SUPPLIED RECORDS START

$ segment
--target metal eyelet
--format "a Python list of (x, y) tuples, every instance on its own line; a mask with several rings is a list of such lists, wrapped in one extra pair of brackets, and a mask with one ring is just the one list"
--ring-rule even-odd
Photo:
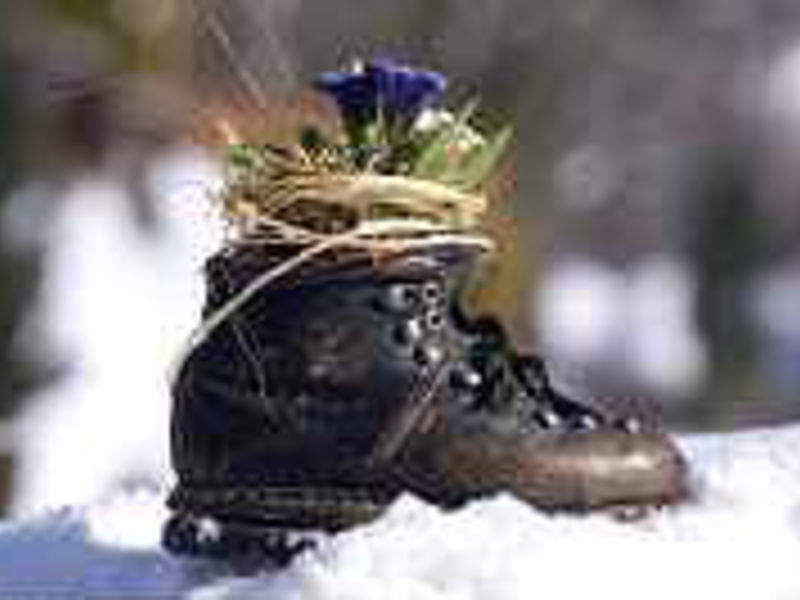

SUPPLIED RECORDS END

__THE PROBLEM__: Where an entry holds an image, drop the image and copy the remaining text exactly.

__ANSWER SPACE__:
$ segment
--target metal eyelet
--format "a Python list of (x, y) tuples, every instance on its own line; a mask with several rings is a list of such lists, wrapped in one extra pair of brackets, and a mask with one ring is just the one list"
--ring-rule even-odd
Photo:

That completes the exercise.